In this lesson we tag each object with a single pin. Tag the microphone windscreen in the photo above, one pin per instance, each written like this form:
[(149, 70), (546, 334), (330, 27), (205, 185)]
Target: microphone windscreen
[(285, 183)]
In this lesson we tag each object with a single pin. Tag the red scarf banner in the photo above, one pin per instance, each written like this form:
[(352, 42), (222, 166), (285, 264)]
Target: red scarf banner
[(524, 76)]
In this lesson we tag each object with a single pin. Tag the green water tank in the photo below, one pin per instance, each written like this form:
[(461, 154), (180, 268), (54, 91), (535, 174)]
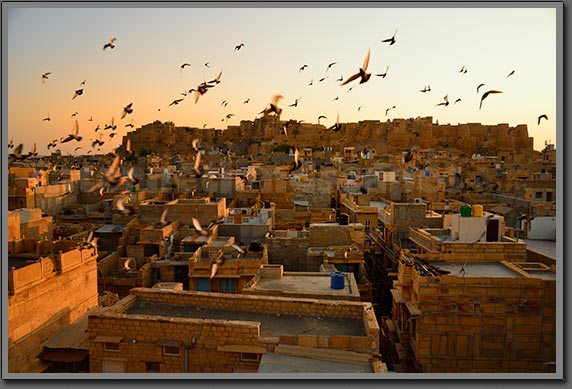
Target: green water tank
[(466, 210)]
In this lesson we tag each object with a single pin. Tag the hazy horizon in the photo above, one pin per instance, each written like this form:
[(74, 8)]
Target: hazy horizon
[(432, 45)]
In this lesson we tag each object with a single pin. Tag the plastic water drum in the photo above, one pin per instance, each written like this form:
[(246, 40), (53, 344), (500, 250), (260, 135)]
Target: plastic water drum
[(477, 210), (336, 280), (466, 210)]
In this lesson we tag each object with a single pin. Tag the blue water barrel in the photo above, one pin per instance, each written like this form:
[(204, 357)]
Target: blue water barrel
[(336, 280)]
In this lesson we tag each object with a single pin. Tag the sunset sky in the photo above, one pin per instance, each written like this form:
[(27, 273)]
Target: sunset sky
[(432, 45)]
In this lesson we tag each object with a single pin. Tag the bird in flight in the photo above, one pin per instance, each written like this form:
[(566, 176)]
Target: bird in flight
[(391, 40), (295, 103), (542, 117), (77, 93), (382, 75), (336, 126), (273, 107), (445, 103), (127, 110), (74, 135), (362, 72), (175, 102), (110, 44), (486, 94)]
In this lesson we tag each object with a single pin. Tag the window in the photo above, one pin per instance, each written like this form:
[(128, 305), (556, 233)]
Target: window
[(248, 357), (152, 367), (108, 346), (203, 285), (171, 350), (227, 285)]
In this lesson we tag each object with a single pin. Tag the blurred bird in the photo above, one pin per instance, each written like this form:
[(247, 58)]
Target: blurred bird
[(391, 40), (382, 75), (336, 126), (77, 93), (362, 74), (110, 44), (74, 135), (486, 94), (273, 106), (175, 102), (127, 110), (295, 103)]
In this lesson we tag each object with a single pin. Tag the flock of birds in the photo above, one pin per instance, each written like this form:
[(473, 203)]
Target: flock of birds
[(361, 76)]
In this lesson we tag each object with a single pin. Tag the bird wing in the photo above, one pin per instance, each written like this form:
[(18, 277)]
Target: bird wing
[(276, 98), (366, 60), (350, 79)]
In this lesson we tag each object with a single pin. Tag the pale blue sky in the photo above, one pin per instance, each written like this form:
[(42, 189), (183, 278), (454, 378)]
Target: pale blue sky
[(432, 45)]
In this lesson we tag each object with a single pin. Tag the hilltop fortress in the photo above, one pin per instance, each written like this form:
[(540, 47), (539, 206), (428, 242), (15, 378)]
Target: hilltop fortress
[(383, 137)]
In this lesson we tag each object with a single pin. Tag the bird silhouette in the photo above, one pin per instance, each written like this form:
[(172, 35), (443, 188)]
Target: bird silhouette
[(295, 103), (382, 75), (127, 110), (336, 126), (486, 94), (175, 102), (74, 135), (110, 44), (273, 106), (362, 73), (391, 40)]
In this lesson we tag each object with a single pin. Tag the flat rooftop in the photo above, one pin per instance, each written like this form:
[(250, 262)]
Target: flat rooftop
[(306, 283), (480, 269), (270, 323), (276, 363)]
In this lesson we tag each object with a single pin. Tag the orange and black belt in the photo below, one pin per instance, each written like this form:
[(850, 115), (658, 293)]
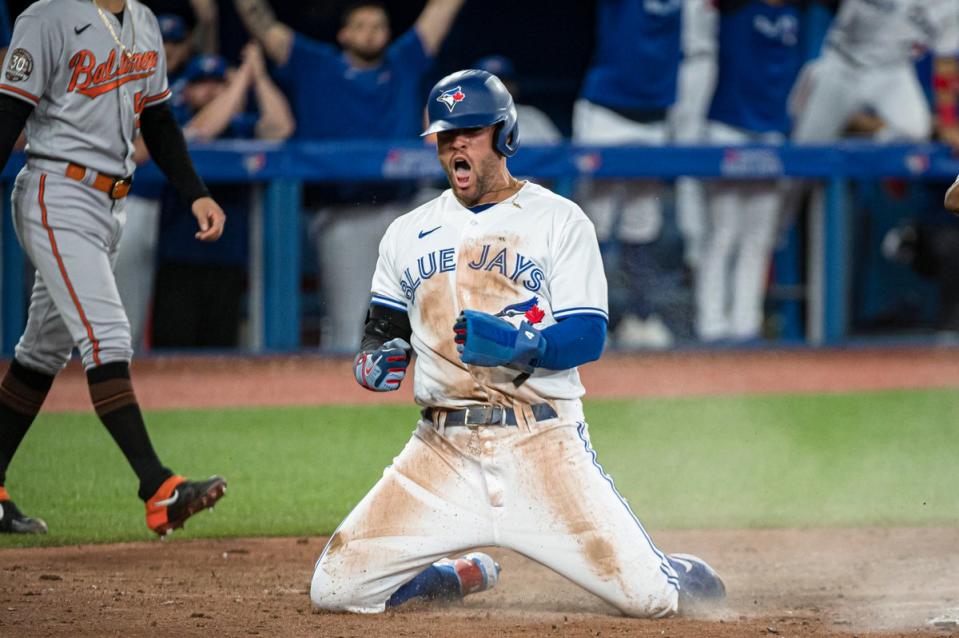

--- Cosa fare ---
Inserisci in una lista JSON di stringhe le righe dell'elenco qui sopra, a partire dalla riga che contiene "Tag the flock" e proseguendo fino alla riga che contiene "[(361, 76)]", entrambe incluse. Usa una stringa per riga e ometti le righe vuote.

--- Soluzione ---
[
  "In this lesson we tag each object with a single pin. Tag the flock of birds in the photo above, one pin per instance, each written like this form:",
  "[(473, 203)]",
  "Target: flock of birds",
  "[(361, 76)]"
]